* Task brief
Copy every line of the data in which the word "query" occurs.

* Data
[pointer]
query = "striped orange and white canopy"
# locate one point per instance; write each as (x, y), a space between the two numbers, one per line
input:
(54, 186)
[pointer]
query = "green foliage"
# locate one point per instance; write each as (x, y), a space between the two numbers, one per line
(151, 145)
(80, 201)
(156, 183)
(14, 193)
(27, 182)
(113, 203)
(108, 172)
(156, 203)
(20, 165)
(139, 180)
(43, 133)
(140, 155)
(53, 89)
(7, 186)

* Answer box
query = "striped orange and white canopy"
query = "green foliage"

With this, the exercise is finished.